Available data:
>>>>>

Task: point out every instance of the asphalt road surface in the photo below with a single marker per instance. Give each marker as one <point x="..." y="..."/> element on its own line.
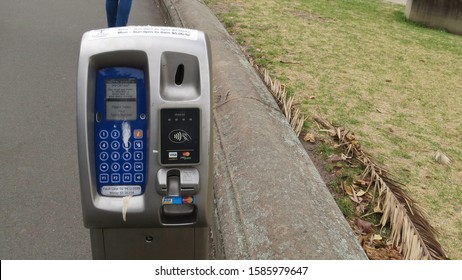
<point x="40" y="209"/>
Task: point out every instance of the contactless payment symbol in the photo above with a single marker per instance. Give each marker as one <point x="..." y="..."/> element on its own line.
<point x="179" y="136"/>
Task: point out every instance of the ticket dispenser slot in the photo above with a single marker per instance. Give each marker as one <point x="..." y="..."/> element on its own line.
<point x="144" y="142"/>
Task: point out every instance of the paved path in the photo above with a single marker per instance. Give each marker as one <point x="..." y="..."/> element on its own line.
<point x="40" y="212"/>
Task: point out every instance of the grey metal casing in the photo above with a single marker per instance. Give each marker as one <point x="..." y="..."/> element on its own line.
<point x="158" y="51"/>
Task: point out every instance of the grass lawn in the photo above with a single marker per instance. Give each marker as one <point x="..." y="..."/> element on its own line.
<point x="360" y="64"/>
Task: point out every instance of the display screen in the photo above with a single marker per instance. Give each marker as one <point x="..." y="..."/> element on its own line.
<point x="121" y="99"/>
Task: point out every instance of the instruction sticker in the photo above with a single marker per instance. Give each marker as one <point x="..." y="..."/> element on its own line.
<point x="155" y="31"/>
<point x="120" y="190"/>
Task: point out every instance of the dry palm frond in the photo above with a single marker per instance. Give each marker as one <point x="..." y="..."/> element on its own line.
<point x="410" y="230"/>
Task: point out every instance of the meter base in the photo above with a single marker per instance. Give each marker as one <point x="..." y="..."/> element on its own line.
<point x="172" y="243"/>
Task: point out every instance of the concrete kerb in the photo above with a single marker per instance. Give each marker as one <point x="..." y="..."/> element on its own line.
<point x="271" y="202"/>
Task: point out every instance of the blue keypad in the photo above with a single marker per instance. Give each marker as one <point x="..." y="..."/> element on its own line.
<point x="119" y="164"/>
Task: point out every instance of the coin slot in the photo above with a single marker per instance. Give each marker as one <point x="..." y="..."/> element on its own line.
<point x="179" y="76"/>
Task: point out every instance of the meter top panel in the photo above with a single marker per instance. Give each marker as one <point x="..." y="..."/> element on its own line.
<point x="120" y="131"/>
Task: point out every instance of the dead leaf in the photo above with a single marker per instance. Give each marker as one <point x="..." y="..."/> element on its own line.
<point x="309" y="137"/>
<point x="348" y="190"/>
<point x="336" y="158"/>
<point x="377" y="237"/>
<point x="361" y="182"/>
<point x="364" y="226"/>
<point x="360" y="193"/>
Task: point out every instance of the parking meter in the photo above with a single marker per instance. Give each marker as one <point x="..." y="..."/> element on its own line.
<point x="144" y="142"/>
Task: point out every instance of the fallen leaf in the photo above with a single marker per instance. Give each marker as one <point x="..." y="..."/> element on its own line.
<point x="377" y="209"/>
<point x="377" y="237"/>
<point x="309" y="137"/>
<point x="336" y="158"/>
<point x="360" y="193"/>
<point x="364" y="226"/>
<point x="348" y="190"/>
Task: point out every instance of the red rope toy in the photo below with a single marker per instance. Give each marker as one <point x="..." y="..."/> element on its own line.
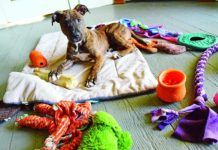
<point x="63" y="121"/>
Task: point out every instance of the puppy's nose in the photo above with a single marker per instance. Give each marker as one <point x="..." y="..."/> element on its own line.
<point x="77" y="35"/>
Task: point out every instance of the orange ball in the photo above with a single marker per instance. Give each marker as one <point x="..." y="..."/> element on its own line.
<point x="37" y="59"/>
<point x="171" y="86"/>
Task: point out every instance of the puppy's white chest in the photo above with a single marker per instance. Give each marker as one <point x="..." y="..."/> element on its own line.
<point x="83" y="56"/>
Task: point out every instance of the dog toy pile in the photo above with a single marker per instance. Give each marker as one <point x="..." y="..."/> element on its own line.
<point x="105" y="134"/>
<point x="72" y="126"/>
<point x="64" y="122"/>
<point x="198" y="41"/>
<point x="150" y="32"/>
<point x="153" y="45"/>
<point x="67" y="81"/>
<point x="200" y="123"/>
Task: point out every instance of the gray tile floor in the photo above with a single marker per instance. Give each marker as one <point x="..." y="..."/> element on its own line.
<point x="17" y="42"/>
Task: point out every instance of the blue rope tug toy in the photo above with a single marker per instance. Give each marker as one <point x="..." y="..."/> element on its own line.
<point x="197" y="41"/>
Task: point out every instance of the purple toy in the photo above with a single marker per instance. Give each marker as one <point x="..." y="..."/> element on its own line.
<point x="216" y="99"/>
<point x="200" y="123"/>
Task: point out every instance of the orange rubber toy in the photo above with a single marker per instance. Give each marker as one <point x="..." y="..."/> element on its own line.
<point x="37" y="59"/>
<point x="171" y="85"/>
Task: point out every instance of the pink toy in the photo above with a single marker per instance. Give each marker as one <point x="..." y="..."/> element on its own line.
<point x="216" y="99"/>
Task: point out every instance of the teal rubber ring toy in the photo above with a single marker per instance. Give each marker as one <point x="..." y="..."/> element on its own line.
<point x="198" y="41"/>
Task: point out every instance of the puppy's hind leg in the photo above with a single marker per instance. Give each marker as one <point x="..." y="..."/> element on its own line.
<point x="127" y="46"/>
<point x="99" y="61"/>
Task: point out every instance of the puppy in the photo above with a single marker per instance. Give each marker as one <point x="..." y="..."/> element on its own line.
<point x="95" y="42"/>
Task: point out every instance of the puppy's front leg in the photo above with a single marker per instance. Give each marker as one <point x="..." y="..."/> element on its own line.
<point x="55" y="74"/>
<point x="71" y="51"/>
<point x="99" y="61"/>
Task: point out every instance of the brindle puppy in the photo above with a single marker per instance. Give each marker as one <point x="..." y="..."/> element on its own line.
<point x="94" y="42"/>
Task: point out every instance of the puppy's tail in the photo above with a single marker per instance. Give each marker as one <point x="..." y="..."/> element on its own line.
<point x="140" y="43"/>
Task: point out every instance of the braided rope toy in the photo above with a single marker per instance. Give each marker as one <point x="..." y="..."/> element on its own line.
<point x="200" y="123"/>
<point x="64" y="121"/>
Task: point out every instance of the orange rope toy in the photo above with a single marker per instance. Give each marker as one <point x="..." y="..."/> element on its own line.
<point x="37" y="59"/>
<point x="63" y="121"/>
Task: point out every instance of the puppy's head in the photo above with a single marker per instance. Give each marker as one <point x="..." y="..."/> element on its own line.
<point x="72" y="22"/>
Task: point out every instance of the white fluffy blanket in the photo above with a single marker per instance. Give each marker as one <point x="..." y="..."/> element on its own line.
<point x="127" y="75"/>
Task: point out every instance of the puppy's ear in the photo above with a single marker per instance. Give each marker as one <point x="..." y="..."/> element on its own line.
<point x="82" y="9"/>
<point x="56" y="17"/>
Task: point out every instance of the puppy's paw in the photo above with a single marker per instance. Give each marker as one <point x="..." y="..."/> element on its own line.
<point x="116" y="55"/>
<point x="90" y="82"/>
<point x="53" y="76"/>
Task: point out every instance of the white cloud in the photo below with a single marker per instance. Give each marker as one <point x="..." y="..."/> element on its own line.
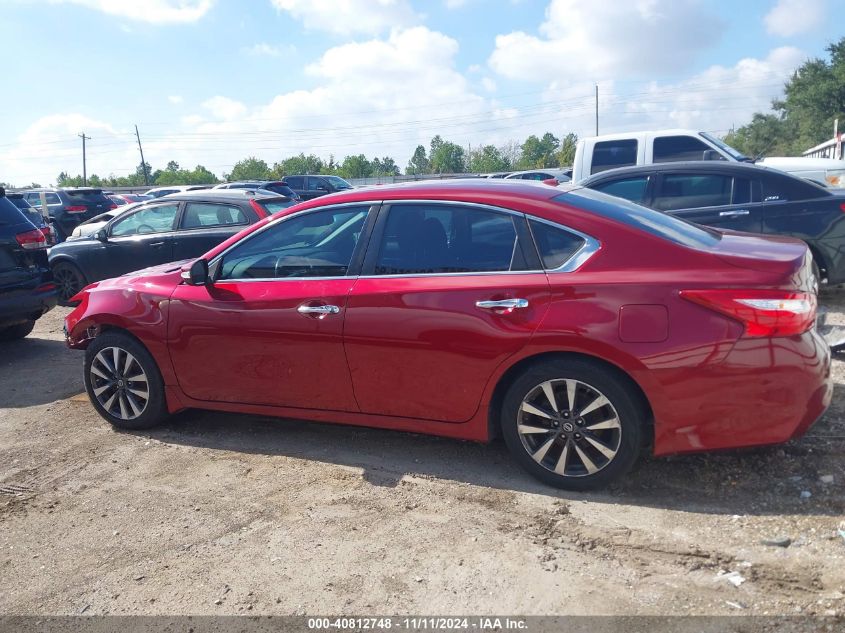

<<<<<

Problem:
Which lines of the records above contain the word "white"? Gather each of them and copy it out in full.

Solution to the problem:
Task: point out every instance of the puppy's white chest in the photo above with a single marker per instance. Give each marker as one <point x="..." y="..."/> element on its own line.
Task: point out every instance of the white fluffy blanket in the photo above with a single marker per instance. Give each marker as one <point x="..." y="..."/> element on its own line.
Task: point out every instance of the white cloud in the photo below with a single marker per instance. Give each marker as one <point x="..." y="..."/> element on its own line.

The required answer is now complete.